** Opening GIVEN RECORDS block **
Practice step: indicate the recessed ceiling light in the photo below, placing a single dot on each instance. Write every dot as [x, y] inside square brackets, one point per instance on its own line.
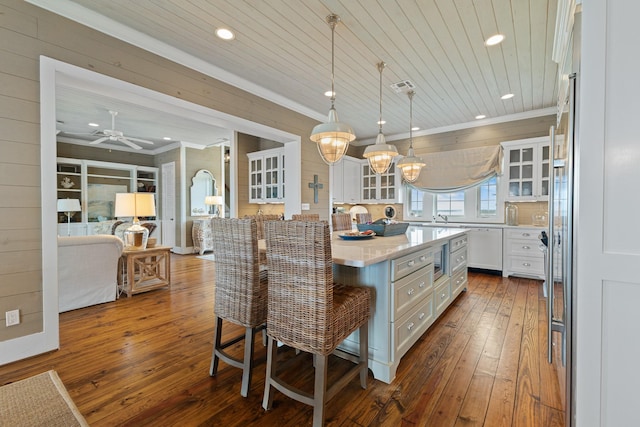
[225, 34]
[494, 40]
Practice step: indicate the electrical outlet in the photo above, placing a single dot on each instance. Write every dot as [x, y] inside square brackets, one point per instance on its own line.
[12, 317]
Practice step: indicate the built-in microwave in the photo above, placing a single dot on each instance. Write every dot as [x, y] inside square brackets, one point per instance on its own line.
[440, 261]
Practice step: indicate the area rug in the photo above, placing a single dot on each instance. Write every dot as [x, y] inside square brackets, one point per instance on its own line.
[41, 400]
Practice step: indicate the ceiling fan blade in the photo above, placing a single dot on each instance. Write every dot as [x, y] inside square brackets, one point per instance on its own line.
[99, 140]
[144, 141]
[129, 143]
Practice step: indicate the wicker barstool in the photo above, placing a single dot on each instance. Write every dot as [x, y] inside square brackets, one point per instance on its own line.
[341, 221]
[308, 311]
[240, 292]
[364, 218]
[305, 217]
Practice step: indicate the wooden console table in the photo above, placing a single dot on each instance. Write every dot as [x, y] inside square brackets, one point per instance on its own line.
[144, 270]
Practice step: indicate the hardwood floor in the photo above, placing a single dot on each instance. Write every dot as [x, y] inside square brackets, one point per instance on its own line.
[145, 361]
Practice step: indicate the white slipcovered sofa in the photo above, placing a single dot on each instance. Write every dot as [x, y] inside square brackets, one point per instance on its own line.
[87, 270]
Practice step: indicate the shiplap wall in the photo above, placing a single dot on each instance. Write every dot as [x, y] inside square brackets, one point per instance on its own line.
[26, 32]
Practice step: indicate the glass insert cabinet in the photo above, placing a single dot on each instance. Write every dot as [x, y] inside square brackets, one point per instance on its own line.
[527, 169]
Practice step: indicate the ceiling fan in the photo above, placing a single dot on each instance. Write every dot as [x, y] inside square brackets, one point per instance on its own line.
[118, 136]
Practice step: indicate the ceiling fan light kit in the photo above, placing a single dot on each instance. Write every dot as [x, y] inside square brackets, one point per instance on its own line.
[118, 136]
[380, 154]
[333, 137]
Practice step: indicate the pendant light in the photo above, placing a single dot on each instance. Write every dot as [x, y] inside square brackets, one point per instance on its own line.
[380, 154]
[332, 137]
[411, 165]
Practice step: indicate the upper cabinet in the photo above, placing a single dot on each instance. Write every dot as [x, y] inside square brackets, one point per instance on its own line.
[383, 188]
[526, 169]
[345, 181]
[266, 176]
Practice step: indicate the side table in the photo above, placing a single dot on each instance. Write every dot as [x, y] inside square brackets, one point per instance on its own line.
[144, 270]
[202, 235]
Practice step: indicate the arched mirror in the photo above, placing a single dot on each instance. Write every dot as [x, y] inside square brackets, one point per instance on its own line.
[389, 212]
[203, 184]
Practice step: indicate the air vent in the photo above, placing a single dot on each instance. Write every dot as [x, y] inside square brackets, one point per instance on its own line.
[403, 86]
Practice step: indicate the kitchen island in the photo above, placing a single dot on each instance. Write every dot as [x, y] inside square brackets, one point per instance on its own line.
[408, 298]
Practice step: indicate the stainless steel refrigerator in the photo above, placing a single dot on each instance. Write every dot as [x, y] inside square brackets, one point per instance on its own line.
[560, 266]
** Closing GIVEN RECORDS block **
** Opening GIVEN RECORDS block **
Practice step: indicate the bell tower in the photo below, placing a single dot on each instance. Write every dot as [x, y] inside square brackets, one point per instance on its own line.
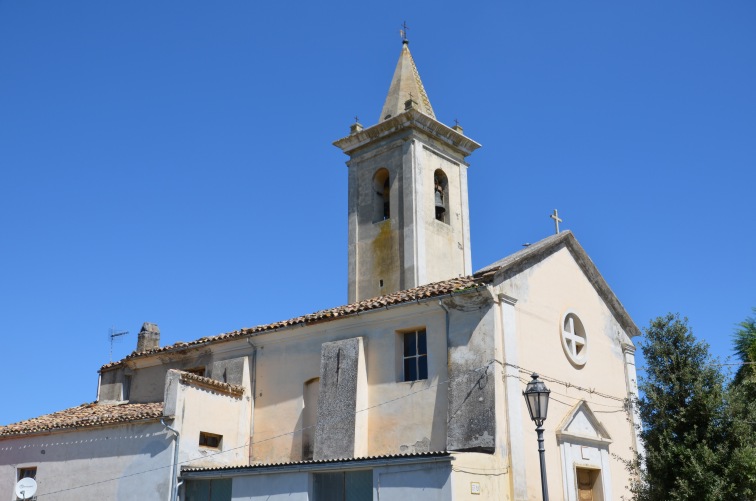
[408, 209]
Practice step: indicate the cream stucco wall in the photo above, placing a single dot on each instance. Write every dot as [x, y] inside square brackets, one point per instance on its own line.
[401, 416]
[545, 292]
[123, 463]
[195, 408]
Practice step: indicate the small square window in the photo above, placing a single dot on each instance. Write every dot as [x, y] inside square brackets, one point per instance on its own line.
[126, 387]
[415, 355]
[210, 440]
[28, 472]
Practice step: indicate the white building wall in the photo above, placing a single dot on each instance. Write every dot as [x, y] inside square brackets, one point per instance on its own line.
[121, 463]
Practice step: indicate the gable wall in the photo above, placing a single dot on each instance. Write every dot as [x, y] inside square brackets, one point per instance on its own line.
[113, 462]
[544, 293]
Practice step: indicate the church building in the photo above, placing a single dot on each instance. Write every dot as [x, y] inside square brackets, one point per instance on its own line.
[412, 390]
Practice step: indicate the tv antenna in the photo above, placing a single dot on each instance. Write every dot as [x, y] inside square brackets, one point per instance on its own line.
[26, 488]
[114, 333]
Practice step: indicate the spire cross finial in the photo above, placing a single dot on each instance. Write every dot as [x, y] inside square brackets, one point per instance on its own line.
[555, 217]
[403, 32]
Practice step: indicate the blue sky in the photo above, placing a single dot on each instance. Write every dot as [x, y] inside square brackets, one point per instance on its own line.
** Closing GIVEN RECORDS block **
TASK STATEMENT -> The stretch of entries above that starts with the line containing "Practice step: indicate the church" and goes on through the line containing "Practice step: indicate the blue" is to be transcribed exactly, and no other line is to be transcribed.

SOLVED PROBLEM ->
Practice step: indicate the church building in the photo above, placing a single dot on each instance. Write every dot as [x, y] inside square brackets, one point per instance on its own line.
[412, 390]
Practice step: indicate the tv antenna in the photo above, placing a single dot on each instance. Write every dot as [x, y] inside square brackets, one point per instance on its own line.
[26, 488]
[114, 333]
Practice step: indicate the spire cross finial in the photo above, placing a single dot on each instance. Write every dot as [x, y] inside square brackets, one point per instance on its own line.
[555, 217]
[403, 32]
Practice step: indicate the blue sky in the photo above, placing a single dot on each instance. Write every dot as [x, y] inside square brackets, one point per instance on its own line.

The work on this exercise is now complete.